*Records from a data source:*
━━━━

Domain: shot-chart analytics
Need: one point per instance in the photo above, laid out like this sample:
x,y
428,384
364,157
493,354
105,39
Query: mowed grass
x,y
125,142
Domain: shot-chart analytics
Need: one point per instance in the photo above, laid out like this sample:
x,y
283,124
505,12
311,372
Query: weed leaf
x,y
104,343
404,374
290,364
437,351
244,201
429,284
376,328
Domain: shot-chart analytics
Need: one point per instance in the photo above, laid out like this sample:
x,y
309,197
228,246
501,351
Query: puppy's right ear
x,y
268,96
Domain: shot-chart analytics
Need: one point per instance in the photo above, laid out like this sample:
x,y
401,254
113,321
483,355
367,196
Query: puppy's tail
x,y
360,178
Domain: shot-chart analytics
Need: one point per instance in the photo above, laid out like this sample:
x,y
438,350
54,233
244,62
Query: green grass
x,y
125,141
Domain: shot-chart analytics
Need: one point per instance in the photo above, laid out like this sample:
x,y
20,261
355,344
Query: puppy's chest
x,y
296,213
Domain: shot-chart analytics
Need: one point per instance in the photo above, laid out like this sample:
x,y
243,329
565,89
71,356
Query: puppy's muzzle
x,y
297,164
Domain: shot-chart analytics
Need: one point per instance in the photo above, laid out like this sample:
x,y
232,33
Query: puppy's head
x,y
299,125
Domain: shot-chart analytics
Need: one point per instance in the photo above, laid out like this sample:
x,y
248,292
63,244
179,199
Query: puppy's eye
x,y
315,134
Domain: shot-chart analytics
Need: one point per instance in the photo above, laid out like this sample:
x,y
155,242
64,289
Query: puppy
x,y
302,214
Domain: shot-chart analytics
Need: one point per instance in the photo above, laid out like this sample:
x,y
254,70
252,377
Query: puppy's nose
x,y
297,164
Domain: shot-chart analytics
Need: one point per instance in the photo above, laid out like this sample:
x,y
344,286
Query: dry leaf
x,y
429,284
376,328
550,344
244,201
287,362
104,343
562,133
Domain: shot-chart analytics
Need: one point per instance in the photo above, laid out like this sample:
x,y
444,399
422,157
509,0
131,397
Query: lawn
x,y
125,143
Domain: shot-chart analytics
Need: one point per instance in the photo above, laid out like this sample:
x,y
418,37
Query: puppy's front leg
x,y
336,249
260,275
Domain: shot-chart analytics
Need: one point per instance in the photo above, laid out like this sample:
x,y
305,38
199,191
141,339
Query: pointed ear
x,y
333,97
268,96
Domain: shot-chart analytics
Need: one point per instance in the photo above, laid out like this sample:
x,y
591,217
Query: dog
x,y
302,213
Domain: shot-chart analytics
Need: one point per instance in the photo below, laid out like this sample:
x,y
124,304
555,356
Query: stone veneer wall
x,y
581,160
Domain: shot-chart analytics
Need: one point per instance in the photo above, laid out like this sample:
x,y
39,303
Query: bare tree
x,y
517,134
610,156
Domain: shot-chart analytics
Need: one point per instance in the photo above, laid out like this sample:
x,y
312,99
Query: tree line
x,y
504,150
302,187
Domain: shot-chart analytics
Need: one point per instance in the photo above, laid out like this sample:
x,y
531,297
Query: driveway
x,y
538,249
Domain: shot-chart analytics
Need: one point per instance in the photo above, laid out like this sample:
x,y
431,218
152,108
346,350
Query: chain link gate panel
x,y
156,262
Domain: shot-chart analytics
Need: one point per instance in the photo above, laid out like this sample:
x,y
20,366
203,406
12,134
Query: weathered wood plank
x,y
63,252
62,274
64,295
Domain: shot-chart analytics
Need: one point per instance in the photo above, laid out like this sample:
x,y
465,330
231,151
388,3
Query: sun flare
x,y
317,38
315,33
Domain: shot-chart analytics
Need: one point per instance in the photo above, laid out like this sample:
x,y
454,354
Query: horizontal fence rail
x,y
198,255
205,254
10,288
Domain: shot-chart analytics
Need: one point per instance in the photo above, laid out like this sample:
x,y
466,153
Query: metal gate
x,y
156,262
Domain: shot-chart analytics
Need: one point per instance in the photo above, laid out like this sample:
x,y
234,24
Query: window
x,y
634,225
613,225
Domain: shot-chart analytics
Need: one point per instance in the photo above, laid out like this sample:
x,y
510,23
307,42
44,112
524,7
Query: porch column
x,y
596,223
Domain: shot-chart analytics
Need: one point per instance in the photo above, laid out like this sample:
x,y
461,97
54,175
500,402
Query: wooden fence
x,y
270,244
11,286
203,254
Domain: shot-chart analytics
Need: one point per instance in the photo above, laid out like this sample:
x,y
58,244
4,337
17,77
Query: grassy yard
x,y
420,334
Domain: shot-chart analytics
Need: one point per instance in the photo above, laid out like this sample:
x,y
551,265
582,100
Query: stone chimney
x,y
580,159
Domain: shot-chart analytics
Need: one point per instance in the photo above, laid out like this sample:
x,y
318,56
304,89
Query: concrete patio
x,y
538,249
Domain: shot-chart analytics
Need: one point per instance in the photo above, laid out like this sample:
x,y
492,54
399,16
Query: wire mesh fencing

━━━━

*Requirement:*
Count the lines in the entries above that contain the word "fence", and give only that number.

*Finished exercise:*
2